_Using the information_
1. According to the passage on Mr. Greco's bar work, on what date did Henry F. White, Jr. take office as the Association's Executive Director?
2. From the passage on Mr. Greco's bar work, extract the portion starting at "By appointment of" and ending at "the late 1990s.".
-- Passage to read follows --
In total, Greco created two commissions, five task forces, and several other special committees.

He appointed the ABA Executive Director Search Committee which conducted a year-long national search for the Association's new Executive Director, Henry F. White, Jr., who took office on September 1, 2006.

In addition to serving as its President, Mr. Greco has long been active in the American Bar Association, including serving on the Board of Governors, in the House of Delegates for more than twenty years, and as the elected ABA State Delegate from Massachusetts during 1993-2004. He chaired the Association's Standing Committee on Federal Judiciary, the Section of Individual Rights & Responsibilities, the Executive Committee of the Conference of State Delegates, the Steering Committee of the Nominating Committee, the ABA Day in Washington Planning Committee, and other committees. Following the September 11, 2001, terrorist attacks in the US, he served on the ABA Task Force on Terrorism and the Law, and helped develop policies relating to the imperative of balancing national security and constitutional freedoms so that both are protected.

Mr. Greco is a member of the American Law Institute.

==Massachusetts/New England professional activities==
Mr. Greco served as president of the Massachusetts Bar Association, the New England Bar Association, the New England Bar Foundation and the Board of Trustees of Massachusetts Continuing Legal Education.

As MBA president, among other initiatives, he and Governor Michael S. Dukakis appointed a blue-ribbon Commission on the Unmet Legal Needs of Children, whose report and recommendations led to enactment of new statutes protecting the legal rights of children.

By appointment of the Justices of the Massachusetts Supreme Judicial Court he chaired the Court's Special Committee on Pro Bono Legal Services in the late 1990s.
-- Passage to read concluded --
-- Information follows --
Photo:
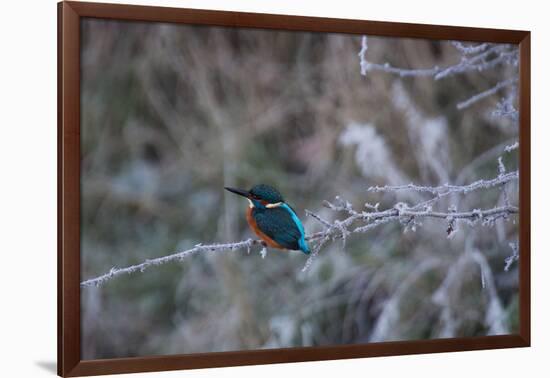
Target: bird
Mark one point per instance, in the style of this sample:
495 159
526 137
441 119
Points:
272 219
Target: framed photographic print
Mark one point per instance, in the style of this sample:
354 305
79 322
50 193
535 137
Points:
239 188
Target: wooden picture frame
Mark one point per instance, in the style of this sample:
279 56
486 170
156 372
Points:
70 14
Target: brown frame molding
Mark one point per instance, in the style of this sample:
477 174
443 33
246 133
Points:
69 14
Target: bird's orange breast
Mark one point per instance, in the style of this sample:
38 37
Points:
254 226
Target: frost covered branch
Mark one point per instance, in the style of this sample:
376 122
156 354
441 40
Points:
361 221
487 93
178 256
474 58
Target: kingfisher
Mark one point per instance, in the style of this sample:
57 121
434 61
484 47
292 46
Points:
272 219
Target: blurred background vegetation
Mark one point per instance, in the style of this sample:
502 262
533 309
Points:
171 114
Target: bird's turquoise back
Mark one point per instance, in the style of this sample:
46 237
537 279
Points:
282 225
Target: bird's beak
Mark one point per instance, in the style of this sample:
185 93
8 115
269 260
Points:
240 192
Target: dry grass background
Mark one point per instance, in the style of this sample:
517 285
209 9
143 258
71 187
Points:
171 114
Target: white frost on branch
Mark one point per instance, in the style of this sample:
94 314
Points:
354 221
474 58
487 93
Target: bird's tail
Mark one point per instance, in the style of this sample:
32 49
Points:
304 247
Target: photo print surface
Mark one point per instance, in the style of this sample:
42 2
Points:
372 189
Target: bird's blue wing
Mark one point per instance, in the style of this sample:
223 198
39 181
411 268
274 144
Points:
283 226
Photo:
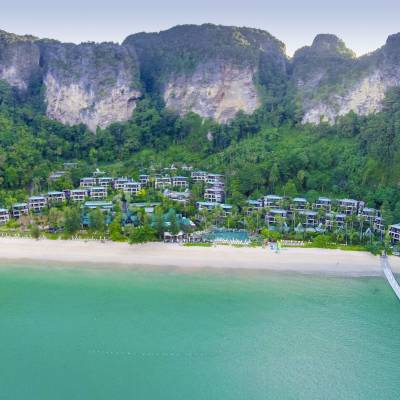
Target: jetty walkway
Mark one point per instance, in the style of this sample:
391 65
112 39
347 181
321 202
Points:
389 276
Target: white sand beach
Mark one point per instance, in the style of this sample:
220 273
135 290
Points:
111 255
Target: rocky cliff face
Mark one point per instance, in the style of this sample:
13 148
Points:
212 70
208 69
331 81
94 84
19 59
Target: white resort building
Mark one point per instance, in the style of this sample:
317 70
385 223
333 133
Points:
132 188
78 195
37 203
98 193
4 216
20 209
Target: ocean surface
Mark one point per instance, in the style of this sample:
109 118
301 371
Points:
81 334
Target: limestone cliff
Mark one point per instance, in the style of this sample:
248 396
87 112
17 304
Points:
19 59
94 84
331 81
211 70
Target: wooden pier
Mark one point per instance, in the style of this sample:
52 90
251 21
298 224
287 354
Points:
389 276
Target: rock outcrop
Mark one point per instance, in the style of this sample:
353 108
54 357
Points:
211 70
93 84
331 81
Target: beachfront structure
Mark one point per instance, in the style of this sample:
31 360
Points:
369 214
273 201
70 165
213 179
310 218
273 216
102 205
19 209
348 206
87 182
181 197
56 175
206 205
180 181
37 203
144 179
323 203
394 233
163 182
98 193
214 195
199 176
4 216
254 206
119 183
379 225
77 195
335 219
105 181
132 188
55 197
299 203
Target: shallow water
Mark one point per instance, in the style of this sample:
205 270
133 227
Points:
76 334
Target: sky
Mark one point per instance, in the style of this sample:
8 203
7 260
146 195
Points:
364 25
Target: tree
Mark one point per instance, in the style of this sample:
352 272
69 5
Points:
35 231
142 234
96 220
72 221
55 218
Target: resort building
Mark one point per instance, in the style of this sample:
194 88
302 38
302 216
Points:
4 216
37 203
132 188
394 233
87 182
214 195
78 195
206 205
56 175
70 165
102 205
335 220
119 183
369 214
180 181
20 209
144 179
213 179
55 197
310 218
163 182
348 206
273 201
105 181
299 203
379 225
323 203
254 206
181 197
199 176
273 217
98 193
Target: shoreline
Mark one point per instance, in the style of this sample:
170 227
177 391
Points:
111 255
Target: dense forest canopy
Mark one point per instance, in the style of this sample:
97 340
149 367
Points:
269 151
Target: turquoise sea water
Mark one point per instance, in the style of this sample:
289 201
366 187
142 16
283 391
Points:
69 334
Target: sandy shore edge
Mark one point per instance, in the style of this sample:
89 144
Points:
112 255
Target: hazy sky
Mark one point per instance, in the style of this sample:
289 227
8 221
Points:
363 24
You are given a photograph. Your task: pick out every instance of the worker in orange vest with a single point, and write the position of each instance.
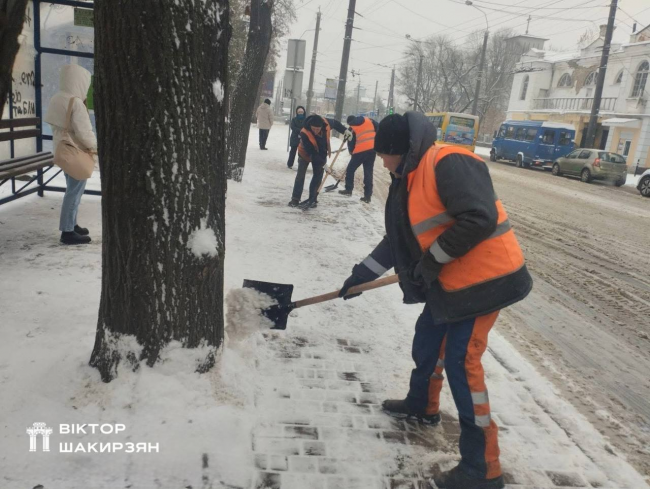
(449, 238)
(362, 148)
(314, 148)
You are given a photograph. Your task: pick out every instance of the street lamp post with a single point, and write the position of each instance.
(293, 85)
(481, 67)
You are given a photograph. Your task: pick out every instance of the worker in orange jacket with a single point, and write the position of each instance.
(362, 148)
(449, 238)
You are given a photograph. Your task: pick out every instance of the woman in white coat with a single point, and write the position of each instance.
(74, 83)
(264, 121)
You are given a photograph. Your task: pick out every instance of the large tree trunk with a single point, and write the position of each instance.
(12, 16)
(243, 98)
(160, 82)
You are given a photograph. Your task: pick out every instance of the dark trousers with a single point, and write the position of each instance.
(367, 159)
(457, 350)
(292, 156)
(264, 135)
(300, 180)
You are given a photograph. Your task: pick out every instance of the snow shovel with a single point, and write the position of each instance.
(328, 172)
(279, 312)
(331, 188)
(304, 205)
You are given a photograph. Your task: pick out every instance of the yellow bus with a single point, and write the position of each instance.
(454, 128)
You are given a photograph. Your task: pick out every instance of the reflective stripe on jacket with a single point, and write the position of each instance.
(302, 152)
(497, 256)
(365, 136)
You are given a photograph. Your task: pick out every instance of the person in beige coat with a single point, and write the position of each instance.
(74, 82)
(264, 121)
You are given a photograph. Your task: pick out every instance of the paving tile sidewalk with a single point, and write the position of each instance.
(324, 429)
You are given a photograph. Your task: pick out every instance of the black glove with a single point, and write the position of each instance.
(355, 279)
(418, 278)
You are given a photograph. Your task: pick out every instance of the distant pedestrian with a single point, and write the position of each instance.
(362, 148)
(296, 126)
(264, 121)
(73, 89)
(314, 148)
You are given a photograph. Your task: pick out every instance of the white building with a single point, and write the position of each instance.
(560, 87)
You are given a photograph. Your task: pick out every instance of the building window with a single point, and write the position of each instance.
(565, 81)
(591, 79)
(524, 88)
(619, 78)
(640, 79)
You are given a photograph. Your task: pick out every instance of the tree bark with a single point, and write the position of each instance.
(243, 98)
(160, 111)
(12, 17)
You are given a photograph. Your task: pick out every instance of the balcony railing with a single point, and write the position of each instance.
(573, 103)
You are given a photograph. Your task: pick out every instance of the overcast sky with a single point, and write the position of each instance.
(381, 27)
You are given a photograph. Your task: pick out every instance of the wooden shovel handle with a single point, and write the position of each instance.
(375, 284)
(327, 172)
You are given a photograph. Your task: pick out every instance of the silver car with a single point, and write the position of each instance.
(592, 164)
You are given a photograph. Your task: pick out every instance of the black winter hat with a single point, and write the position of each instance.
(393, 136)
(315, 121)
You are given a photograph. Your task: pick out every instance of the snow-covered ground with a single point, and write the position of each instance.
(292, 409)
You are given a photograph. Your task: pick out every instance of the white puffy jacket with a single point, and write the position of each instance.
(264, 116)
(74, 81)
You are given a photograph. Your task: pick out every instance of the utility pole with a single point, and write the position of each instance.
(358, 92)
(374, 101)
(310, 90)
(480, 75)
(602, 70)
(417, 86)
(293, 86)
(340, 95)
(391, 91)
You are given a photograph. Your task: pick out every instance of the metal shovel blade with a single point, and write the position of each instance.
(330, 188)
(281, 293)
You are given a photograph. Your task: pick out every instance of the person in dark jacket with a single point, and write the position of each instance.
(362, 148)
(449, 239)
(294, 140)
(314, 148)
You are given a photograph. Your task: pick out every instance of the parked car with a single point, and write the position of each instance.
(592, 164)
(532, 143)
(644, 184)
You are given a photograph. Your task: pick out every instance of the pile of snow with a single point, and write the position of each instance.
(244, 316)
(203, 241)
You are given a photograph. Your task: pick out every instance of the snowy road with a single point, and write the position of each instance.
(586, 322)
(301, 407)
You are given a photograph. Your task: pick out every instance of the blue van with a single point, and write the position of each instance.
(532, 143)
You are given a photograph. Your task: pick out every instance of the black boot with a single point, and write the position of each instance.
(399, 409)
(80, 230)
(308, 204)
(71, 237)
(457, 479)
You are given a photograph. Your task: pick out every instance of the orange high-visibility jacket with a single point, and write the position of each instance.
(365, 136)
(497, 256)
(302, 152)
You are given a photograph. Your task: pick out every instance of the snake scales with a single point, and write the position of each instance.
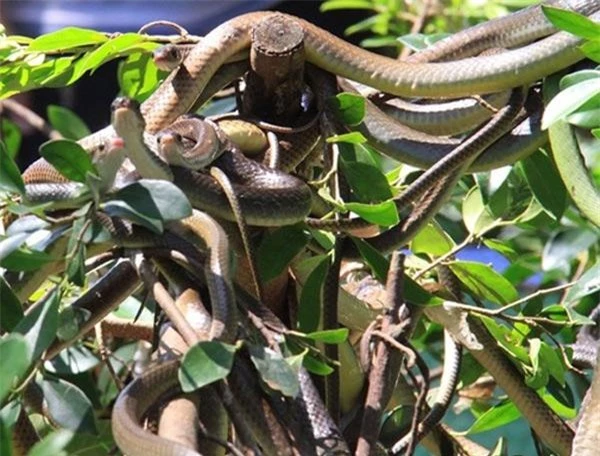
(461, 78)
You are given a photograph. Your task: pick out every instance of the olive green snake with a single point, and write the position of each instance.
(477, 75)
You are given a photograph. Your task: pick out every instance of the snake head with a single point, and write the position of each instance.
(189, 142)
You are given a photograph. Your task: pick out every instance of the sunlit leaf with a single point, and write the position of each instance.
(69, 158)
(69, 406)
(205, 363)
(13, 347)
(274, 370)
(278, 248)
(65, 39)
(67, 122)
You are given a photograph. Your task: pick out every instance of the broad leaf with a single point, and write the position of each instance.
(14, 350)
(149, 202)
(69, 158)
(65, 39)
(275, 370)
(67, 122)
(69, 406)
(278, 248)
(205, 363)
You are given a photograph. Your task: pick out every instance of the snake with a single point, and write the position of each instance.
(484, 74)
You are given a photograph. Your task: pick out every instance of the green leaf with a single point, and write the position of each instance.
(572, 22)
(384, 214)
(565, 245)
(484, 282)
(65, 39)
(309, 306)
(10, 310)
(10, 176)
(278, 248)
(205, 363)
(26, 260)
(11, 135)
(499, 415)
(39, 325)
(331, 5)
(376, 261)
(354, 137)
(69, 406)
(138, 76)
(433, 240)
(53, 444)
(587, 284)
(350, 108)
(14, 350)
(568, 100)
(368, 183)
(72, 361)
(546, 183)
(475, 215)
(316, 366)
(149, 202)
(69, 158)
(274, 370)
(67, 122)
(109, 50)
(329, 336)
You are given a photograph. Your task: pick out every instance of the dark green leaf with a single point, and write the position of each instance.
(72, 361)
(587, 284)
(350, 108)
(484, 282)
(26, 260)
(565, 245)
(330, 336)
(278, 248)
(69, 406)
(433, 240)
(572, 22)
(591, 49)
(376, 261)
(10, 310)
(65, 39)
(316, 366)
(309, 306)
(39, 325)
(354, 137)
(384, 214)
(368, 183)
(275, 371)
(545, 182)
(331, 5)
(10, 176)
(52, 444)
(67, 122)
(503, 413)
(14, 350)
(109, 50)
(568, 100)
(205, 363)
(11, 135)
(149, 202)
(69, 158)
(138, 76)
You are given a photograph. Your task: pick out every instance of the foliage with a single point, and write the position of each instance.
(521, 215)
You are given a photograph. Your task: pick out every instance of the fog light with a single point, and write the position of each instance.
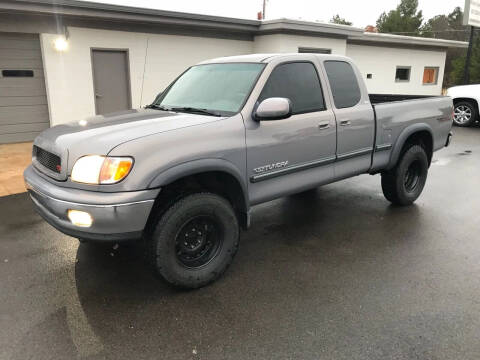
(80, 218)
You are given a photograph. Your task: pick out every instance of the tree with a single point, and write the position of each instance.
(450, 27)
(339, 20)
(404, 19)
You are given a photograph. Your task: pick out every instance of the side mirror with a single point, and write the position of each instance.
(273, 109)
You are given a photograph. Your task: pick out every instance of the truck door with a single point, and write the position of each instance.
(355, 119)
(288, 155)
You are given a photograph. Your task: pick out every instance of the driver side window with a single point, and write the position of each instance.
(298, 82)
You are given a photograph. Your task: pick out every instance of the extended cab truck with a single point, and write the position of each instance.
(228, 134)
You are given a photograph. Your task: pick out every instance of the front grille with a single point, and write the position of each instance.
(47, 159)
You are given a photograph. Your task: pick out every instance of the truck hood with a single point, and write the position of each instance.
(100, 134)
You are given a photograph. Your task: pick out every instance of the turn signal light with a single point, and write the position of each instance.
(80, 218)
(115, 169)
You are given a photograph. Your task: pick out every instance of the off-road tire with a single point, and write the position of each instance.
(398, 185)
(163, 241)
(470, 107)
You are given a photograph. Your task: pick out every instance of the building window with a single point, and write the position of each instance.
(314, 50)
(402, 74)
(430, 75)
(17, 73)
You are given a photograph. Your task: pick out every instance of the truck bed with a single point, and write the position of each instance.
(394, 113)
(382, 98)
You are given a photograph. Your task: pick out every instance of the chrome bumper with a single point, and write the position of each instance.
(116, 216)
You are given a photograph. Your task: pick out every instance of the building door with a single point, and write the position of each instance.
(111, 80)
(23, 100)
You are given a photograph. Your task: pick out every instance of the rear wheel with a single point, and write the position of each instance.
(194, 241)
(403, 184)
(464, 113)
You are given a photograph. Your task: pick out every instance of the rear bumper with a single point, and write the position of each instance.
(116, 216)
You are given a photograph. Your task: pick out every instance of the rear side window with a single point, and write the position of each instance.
-- Information concluded --
_Written answers_
1. September 1, 2006.

2.
By appointment of the Justices of the Massachusetts Supreme Judicial Court he chaired the Court's Special Committee on Pro Bono Legal Services in the late 1990s.